Les systèmes scolaires n’ont pas attendu la fortune du concept de gouvernance pour se gouverner par les nombres. La régulation réelle des flux montants est par tradition le fait de notes, supposées refléter les acquisitions cognitives des enfants, et de moyennes commandant de droit les passages de classes, les redoublements, les exclusions, les orientations et, de fait, les abandons. Dans de nombreux pays d’Afrique subsaharienne, le culte des notes et des moyennes confine au fétichisme et à l’obsession nationale. On pourra toujours dire que des moyennes de notes ne signifient rien, parce que si l’on note deux fois le même exercice, l’intérêt est de voir si l’enfant a progressé ou non et ce qui compte alors c’est le progrès et la première note n’a plus d’intérêt, et si l’on note des exercices différents, c’est chacune des deux notes qui signifie éventuellement quelque chose, mais non le mélange des deux ; rien n’y fera, ce raisonnement est aujourd’hui inaudible. C’est ainsi que le principal instrument de régulation des systèmes est, de fait, entre les mains des enseignants qui en gardent jalousement la maîtrise : la gouvernance par les nombres a de l’ancienneté et ne signifie pas dans tous les cas que les décisions d’importance soient fondées sur des calculs économiques ou gestionnaires. Il n’y a pas de hasard à ce que les évaluations des acquis cognitifs prévues dans les planifications sectorielles et retenues pour des comparaisons internationales ne soient pas fondées sur des notes mais sur des tests dont la conception et l’évaluation ne doivent rien aux enseignants : cela peut être lu, au-delà de l’objectivité et de la comparabilité prétendues de ces instruments, comme un premier pas, ou une tentative, de la gouvernance mondialisée pour éroder ce pouvoir des enseignants.

 

 

 

Concepts et pensée contemporaine 

 

Les progrès et les œuvres de la gouvernance par les nombres sont examinés par des grands noms de la pensée contemporaine qui rendent intelligibles les mutations que nous voyons dans les gouvernances. On se réfèrera aux travaux de Barbara Cassin (CNRS, Académie française) et à ceux d’Alain Supiot (Collège de France).

 

Les champs de recherche de Barbara Cassin sont divers, mais ne couvrent pas en eux-mêmes des questions de gouvernance. C’est en raison de la gestion appauvrie de la recherche en France, gouvernée aujourd’hui par des évaluations contestables (dénombrement des citations des auteurs dans des revues de différentes catégories ; standardisation de la présentation des dossiers de recherche en lien avec leurs perspectives d’évaluation chiffrée favorable prenant le pas sur la traditionnelle évaluation par les pairs) qu’elle a pris le parti d’étudier les postulats des pratiques contemporaines d’évaluation des politiques publiques. Elle a ainsi dirigé un ouvrage collectif « Derrière les grilles. Sortons du tout évaluation. » (Fayard, 2014). Cet ouvrage donne de nombreux exemples cocasses ou pathétiques de politiques du chiffre, d’indicateurs baroques, de grilles absurdes et contreproductives, dans divers domaines. Barbara Cassin ne refuse pas l’évaluation des politiques mais s’insurge contre ses usages, prédéterminés par des critères liés à l’idée de performance, concept permettant de quantifier ce qui n’est pas quantifiable. La prédétermination de critères quantitatifs est pour elle au cœur de l’entreprise de gouvernance par l’évaluation et a pour conséquences d’empêcher logiquement et dans les faits la recherche de nouveautés et d’interdire les jugements raisonnés sur les pratiques et les politiques.
----
*Liste des tâches*.
(1) D'après l'extrait, quel ouvrage collectif Barbara Cassin a-t-elle dirigé, et chez quel éditeur et en quelle année a-t-il paru ?
(2) Reformulez sous forme de liste le paragraphe de l'extrait qui commence par « Les champs de recherche de Barbara Cassin », en gardant ses faits principaux.
Appuyez-vous uniquement sur l'extrait.

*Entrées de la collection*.
----
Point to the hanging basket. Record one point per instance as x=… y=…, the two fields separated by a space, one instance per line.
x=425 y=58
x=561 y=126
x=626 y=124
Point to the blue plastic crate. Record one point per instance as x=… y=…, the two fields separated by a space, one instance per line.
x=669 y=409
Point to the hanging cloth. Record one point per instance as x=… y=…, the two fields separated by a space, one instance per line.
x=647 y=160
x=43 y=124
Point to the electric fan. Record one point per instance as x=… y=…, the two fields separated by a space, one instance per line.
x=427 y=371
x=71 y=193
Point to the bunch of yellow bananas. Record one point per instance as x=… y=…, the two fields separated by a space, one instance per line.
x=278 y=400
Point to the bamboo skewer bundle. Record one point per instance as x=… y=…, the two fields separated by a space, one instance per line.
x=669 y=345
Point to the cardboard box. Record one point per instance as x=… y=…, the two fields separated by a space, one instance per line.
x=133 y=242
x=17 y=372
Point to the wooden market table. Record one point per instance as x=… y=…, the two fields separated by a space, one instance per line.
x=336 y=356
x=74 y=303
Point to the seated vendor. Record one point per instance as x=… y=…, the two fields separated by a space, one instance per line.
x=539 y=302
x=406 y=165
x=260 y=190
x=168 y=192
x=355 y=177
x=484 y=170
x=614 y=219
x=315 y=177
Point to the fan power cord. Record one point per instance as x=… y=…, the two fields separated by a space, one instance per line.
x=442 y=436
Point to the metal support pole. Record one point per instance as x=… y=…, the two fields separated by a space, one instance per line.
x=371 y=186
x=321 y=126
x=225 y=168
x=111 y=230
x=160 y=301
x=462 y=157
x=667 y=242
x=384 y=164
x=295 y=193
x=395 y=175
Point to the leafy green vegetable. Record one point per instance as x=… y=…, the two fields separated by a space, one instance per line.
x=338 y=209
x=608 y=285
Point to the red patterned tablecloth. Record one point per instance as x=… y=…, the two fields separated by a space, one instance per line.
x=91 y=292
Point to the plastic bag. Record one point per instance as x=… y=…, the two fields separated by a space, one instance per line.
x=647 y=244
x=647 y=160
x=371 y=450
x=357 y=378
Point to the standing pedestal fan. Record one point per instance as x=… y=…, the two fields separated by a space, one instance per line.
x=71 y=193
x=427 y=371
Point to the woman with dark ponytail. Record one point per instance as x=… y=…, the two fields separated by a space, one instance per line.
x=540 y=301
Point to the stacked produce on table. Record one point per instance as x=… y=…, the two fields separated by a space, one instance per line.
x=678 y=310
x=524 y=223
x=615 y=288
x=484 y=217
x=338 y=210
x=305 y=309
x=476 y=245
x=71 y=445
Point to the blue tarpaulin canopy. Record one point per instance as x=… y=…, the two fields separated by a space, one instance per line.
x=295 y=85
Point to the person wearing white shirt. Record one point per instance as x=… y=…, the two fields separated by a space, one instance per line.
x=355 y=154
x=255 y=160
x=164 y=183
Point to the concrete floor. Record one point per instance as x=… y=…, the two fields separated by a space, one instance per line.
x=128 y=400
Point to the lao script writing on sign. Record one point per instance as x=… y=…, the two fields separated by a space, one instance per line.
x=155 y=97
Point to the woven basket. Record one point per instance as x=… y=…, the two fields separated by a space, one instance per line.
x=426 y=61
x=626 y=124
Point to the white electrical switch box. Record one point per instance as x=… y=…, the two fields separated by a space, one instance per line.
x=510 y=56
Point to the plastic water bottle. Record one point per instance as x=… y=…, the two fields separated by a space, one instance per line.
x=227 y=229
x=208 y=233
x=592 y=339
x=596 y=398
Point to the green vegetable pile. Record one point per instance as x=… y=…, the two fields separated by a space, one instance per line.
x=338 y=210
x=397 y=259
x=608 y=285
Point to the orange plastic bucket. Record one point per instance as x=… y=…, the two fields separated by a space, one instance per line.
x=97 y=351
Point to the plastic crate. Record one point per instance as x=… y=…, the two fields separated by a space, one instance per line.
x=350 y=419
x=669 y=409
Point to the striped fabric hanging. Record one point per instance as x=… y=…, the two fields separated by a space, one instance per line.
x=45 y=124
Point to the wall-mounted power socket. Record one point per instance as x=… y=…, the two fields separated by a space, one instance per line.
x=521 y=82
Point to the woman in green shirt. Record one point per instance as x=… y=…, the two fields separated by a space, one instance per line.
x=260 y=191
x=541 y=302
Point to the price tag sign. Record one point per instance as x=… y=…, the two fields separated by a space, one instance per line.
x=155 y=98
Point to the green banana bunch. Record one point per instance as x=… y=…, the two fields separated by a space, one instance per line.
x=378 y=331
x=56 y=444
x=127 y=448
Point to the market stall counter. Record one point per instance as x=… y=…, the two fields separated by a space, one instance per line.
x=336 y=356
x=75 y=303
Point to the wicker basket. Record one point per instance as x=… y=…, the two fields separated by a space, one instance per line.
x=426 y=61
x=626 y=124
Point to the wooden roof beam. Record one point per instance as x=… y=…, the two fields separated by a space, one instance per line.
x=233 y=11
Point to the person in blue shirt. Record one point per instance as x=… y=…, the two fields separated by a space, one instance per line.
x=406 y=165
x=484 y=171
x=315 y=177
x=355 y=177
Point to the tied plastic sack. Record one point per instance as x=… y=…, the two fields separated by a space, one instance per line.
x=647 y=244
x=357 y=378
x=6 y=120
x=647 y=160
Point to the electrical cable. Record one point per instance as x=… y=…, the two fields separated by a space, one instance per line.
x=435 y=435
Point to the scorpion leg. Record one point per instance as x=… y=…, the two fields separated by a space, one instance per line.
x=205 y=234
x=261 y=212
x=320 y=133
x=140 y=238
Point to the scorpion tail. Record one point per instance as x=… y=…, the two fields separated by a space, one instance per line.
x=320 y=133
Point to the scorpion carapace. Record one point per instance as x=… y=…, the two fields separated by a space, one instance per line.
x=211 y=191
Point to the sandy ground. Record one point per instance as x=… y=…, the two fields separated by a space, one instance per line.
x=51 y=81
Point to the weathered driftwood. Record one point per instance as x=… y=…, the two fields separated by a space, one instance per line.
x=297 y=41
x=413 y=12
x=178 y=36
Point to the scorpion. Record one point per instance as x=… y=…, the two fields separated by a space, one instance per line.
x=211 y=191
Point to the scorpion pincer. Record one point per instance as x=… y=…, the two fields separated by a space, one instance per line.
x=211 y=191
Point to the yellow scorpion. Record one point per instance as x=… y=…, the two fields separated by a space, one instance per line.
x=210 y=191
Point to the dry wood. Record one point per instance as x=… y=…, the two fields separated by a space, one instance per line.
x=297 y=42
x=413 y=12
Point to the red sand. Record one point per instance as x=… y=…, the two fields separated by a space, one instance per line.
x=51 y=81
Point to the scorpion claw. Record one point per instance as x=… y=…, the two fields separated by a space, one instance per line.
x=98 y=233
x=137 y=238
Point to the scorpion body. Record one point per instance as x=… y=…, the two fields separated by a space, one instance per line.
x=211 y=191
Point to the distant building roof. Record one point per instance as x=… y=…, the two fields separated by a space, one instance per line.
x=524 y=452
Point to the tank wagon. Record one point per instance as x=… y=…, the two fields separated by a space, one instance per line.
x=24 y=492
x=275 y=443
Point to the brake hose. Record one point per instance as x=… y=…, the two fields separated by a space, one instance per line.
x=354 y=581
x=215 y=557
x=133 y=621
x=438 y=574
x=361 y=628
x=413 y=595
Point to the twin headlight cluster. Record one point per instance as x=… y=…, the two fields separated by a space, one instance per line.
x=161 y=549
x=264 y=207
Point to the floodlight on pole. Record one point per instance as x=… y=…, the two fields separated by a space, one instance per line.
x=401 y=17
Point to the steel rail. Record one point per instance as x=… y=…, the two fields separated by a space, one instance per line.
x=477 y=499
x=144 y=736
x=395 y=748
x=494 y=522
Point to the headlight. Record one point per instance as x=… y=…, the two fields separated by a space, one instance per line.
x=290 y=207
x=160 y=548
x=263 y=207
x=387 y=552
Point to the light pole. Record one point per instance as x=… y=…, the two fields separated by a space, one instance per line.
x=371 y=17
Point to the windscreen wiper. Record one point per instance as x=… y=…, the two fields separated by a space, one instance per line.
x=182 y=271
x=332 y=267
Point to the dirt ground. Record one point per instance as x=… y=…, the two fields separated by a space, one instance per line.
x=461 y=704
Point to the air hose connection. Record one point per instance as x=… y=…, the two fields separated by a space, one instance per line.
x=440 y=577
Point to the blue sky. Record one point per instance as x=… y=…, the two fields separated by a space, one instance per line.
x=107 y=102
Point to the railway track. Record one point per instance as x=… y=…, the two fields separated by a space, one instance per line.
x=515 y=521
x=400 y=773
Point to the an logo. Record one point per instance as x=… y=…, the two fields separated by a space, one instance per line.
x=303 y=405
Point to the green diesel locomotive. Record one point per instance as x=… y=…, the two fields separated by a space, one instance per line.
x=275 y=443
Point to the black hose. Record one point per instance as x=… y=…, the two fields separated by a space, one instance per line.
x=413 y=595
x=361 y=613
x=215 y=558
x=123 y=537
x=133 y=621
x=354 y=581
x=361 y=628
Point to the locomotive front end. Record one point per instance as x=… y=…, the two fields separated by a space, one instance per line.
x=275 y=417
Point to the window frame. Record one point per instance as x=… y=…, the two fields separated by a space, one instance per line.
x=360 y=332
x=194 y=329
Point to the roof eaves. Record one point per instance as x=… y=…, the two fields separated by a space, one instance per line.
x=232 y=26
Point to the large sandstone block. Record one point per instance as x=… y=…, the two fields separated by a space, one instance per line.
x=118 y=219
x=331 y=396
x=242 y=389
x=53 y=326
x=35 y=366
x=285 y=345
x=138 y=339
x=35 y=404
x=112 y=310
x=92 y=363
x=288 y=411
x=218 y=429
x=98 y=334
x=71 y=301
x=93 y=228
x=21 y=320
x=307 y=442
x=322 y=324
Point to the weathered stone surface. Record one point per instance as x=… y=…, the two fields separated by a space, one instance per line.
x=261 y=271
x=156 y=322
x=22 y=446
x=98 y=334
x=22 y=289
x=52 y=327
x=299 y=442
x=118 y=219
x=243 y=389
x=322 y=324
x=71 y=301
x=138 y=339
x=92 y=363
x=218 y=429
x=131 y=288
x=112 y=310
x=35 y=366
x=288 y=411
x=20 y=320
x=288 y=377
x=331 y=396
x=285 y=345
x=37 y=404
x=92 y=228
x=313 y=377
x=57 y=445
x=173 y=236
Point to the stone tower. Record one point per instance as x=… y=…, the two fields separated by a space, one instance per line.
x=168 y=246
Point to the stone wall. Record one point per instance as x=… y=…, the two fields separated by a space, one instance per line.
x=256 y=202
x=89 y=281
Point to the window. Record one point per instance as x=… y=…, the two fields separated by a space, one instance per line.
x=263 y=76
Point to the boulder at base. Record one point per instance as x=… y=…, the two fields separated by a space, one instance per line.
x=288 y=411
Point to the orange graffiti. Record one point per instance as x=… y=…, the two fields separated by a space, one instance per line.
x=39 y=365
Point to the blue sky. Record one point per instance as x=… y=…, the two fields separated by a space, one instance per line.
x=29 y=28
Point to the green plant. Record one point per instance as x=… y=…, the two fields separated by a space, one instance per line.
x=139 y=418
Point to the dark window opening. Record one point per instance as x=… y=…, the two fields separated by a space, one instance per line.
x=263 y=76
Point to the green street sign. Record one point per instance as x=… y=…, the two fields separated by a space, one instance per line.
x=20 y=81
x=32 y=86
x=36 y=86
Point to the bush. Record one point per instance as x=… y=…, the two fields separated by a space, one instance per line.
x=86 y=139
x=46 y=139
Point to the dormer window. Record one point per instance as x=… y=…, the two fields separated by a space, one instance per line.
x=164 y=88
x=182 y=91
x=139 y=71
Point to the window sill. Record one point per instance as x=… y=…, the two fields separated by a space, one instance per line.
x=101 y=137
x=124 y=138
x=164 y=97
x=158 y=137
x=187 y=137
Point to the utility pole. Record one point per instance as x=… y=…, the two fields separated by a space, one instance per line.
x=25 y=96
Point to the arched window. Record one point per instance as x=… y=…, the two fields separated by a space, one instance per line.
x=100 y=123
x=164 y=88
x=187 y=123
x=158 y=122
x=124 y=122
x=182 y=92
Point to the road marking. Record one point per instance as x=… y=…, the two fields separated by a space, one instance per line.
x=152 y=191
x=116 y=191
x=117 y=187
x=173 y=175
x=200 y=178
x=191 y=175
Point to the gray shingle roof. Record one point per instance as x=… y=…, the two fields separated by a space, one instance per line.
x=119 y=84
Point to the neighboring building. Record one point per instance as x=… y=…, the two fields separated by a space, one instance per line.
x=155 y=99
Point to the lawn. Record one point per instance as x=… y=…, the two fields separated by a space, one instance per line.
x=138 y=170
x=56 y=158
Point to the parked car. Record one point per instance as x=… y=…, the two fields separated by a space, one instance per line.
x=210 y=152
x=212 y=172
----
*Réponses finales*.
(1) Elle a dirigé « Derrière les grilles. Sortons du tout évaluation. », paru chez Fayard en 2014.

(2)
- Les recherches de Barbara Cassin ne portent pas en elles-mêmes sur la gouvernance.
- En France, la recherche est mal gérée et gouvernée par des évaluations contestables : comptage des citations dans les revues et dossiers standardisés en vue d'une évaluation chiffrée, au détriment de l'évaluation par les pairs.
- Cette situation l'a amenée à étudier les postulats de l'évaluation des politiques publiques.
- Elle a dirigé l'ouvrage collectif « Derrière les grilles. Sortons du tout évaluation. » (Fayard, 2014).
- Cet ouvrage réunit de nombreux exemples de politiques du chiffre, d'indicateurs baroques et de grilles absurdes dans divers domaines.
- Elle ne rejette pas l'évaluation, mais les usages qui en sont faits. Ces usages reposent sur l'idée de performance, qui quantifie ce qui n'est pas quantifiable.
- Selon elle, la prédétermination de critères quantitatifs empêche la recherche de nouveautés et interdit les jugements raisonnés sur les pratiques et les politiques.